__Passage for review__.
+---+
For active balancing controls, the LTC6811’s balancing pins can be operated as a serial interface to control Linear’s LT8584 active balance circuit. The LT8584 is a monolithic flyback DC/DC converter that allows for greater than 99% capacity recovery in stacks of mismatched cells. The LT8584 supports uni-directional operation, allowing for charge to be transferred from each individual cell to the top of the stack. The LTC6811 can also interface to Linear’s SPI-based active balancing IC – the LTC3300 – a fault-protected controller IC for bidirectional active balancing. Like the LT8584, the LTC3300 can transfer charge from each individual cell to the stack, but it can also transfer from the stack to each individual cell. In this way, the LTC3300 can directly compensate for a cell that is reaching its low SOC limit.
Passive vs active balancing in production vehicles
Most, if not all, production vehicles employ a passive balancing technique because of the OEMs’ sensitivity to costs. “Active balancing is not used in any production vehicle that I’m aware of,” said Zimmer. “Everyone is exploring and testing it, but it’s a lot cheaper to go with passive. Efficient active balancing requires transformers, and bi-directional operation requires additional transformers. All of this can be a few dollars per channel multiplied by dozens, or hundreds, of channels depending on how many cells are in the system.”
So where is active balancing used today? Zimmer explains that it works great for battery pack applications that have challenges dissipating the thermal loads generated by passive balancing. Passive systems turn excess energy into heat, whereas active systems attempt to save as much useful energy as possible. Also, active balancing is used for applications that need the highest possible energy density. “It could become more mainstream in production vehicles,” explained
The LTC6811 incorporates an ultra-stable voltage reference, high-voltage multiplexers, 16-bit delta-sigma ADCs, and a 1 Mbps isolated serial interface. It can measure up to 12 series-connected battery cells with better than 0.04% accuracy. Linear says it provides “outstanding noise reduction” with 8 programmable 3rd-order low-pass filter settings, and cell measurements within 290 μsec in the fastest ADC mode.
Multiple chips can be interconnected and operated simultaneously, using Linear’s proprietary 2-wire isoSPI interface. Integrated into every LTC6811, the isoSPI interface provides high RF noise immunity up to 1 Mbps and up to 100 meters of cable, using only twisted pair. Two communication options are available: with the LTC6811-1, multiple devices are connected in a daisy chain with one host processor connection for all devices; with the LTC6811-2, multiple devices are connected in parallel to the host processor and each device is individually addressed.
The LTC6811 is fully specified for operation from -40° to 125° C, and has been designed for ISO 26262 (ASIL) compliant systems. It is designed to operate at the most critical location in the battery system, directly connected to the battery cells. In this position, between the BMS microprocessor and peripheral devices, the LTC6811 can monitor battery sensors such as current or temperature, and closely correlate these values to cell measurements.
Controlling the future
For whatever reason, battery control electronics do not receive nearly as much media attention as new developments in cell chemistry. However, it’s hard to overstate the critical role the BMS has played in the long-term success of EVs. Continually creating better electronics translates into maximizing operating range, lifetime, safety and reliability, while minimizing cost, size and weight. Linear’s fourth-generation battery stack monitor is the latest example of clear progress: more performance, features and efficiency at a lower cost.
+---+
(Collected data entries)
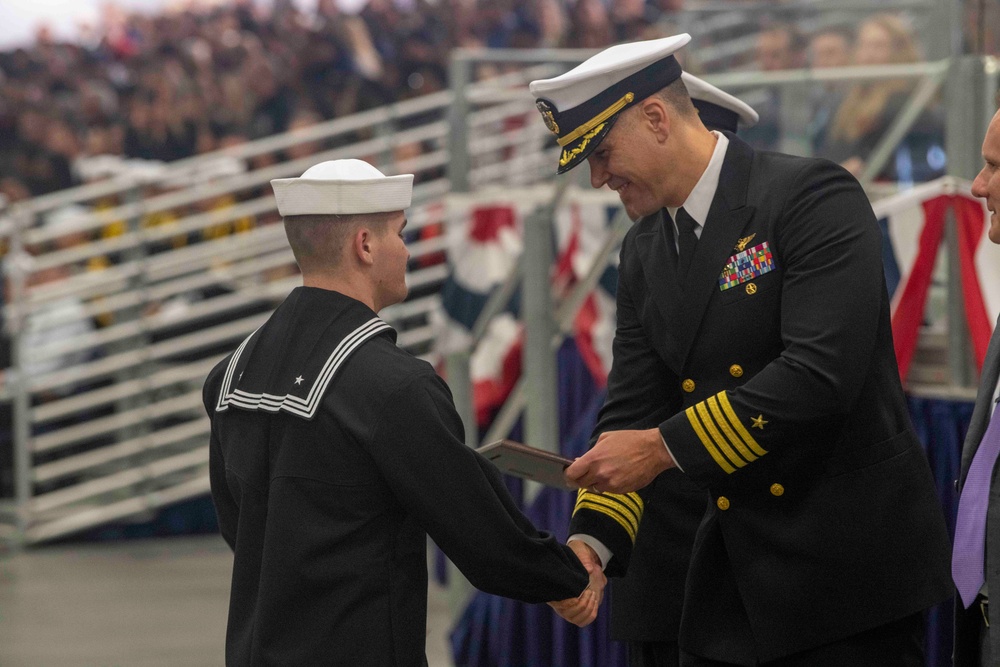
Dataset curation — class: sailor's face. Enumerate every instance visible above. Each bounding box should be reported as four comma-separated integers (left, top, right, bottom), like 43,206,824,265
377,211,410,310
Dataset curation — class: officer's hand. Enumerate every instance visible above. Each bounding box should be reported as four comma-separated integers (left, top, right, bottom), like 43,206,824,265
565,428,676,493
549,540,608,628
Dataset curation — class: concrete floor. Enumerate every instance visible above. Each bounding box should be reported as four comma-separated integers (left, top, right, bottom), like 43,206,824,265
0,536,452,667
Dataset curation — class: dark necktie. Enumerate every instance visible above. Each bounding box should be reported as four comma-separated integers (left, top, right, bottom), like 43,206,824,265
675,208,698,280
951,406,1000,609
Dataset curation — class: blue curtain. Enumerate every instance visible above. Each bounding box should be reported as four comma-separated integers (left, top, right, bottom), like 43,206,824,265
451,340,627,667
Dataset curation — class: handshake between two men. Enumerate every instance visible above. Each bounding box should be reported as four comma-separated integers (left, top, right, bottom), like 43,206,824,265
549,428,676,627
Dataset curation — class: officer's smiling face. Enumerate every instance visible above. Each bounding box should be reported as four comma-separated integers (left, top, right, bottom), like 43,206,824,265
587,108,663,220
972,112,1000,243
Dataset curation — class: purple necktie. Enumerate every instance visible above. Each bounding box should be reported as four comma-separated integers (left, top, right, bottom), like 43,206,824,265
951,405,1000,609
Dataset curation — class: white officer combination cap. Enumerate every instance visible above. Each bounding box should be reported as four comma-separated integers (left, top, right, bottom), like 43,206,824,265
681,72,760,132
528,33,691,174
271,159,413,217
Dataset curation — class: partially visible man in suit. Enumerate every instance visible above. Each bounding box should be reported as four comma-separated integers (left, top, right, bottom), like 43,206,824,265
569,72,759,667
951,112,1000,667
530,35,952,667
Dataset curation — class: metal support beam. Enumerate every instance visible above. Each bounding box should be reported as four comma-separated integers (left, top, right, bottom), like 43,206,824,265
945,56,992,181
6,211,32,547
448,55,472,192
945,209,976,387
521,207,559,460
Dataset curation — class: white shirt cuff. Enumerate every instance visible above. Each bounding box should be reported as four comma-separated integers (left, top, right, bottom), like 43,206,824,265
656,429,684,472
566,533,614,572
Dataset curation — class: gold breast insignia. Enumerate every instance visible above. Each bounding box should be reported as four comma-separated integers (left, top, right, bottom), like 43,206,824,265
736,232,757,252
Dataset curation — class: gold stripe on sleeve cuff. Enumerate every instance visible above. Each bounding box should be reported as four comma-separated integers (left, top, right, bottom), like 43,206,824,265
717,391,767,456
706,396,757,463
573,495,639,544
573,489,642,533
694,401,747,468
684,406,736,474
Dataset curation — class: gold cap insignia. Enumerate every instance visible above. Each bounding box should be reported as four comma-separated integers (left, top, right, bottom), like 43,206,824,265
736,232,757,252
535,100,559,136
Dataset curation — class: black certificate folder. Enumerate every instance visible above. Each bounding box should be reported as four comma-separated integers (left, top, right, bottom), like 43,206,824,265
476,440,573,489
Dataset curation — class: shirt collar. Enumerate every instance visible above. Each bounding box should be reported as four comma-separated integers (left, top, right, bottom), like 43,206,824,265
667,130,729,227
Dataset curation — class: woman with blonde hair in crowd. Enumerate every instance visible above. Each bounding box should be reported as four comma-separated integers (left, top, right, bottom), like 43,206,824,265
819,14,943,180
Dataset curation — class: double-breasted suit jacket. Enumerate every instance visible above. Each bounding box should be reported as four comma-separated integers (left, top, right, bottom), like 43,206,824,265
955,320,1000,667
572,133,951,662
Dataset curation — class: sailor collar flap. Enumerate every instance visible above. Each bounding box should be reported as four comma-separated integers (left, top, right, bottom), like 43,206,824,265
215,294,395,419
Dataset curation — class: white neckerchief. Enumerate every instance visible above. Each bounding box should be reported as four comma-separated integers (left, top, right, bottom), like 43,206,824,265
667,130,729,246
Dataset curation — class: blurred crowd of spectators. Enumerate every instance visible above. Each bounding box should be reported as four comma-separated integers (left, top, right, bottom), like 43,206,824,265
0,0,696,201
0,0,995,201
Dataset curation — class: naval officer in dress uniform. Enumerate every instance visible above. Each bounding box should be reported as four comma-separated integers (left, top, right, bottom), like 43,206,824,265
531,35,951,667
569,72,759,667
204,160,604,667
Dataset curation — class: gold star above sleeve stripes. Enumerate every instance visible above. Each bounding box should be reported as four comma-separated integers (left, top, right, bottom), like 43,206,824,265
573,489,643,544
684,391,767,473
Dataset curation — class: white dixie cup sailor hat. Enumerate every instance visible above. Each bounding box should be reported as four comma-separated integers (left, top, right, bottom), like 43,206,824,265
528,33,691,174
271,159,413,217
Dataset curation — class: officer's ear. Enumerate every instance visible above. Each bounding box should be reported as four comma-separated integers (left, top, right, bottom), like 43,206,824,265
639,95,671,143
+---+
__Task requirements__. Write out everything from "So where is" down to "fastest ADC mode." in the battery balancing text again, swapping "thermal loads" for "heat loads". These records were drawn from a separate source.

__Answer for the task__.
So where is active balancing used today? Zimmer explains that it works great for battery pack applications that have challenges dissipating the heat loads generated by passive balancing. Passive systems turn excess energy into heat, whereas active systems attempt to save as much useful energy as possible. Also, active balancing is used for applications that need the highest possible energy density. “It could become more mainstream in production vehicles,” explained
The LTC6811 incorporates an ultra-stable voltage reference, high-voltage multiplexers, 16-bit delta-sigma ADCs, and a 1 Mbps isolated serial interface. It can measure up to 12 series-connected battery cells with better than 0.04% accuracy. Linear says it provides “outstanding noise reduction” with 8 programmable 3rd-order low-pass filter settings, and cell measurements within 290 μsec in the fastest ADC mode.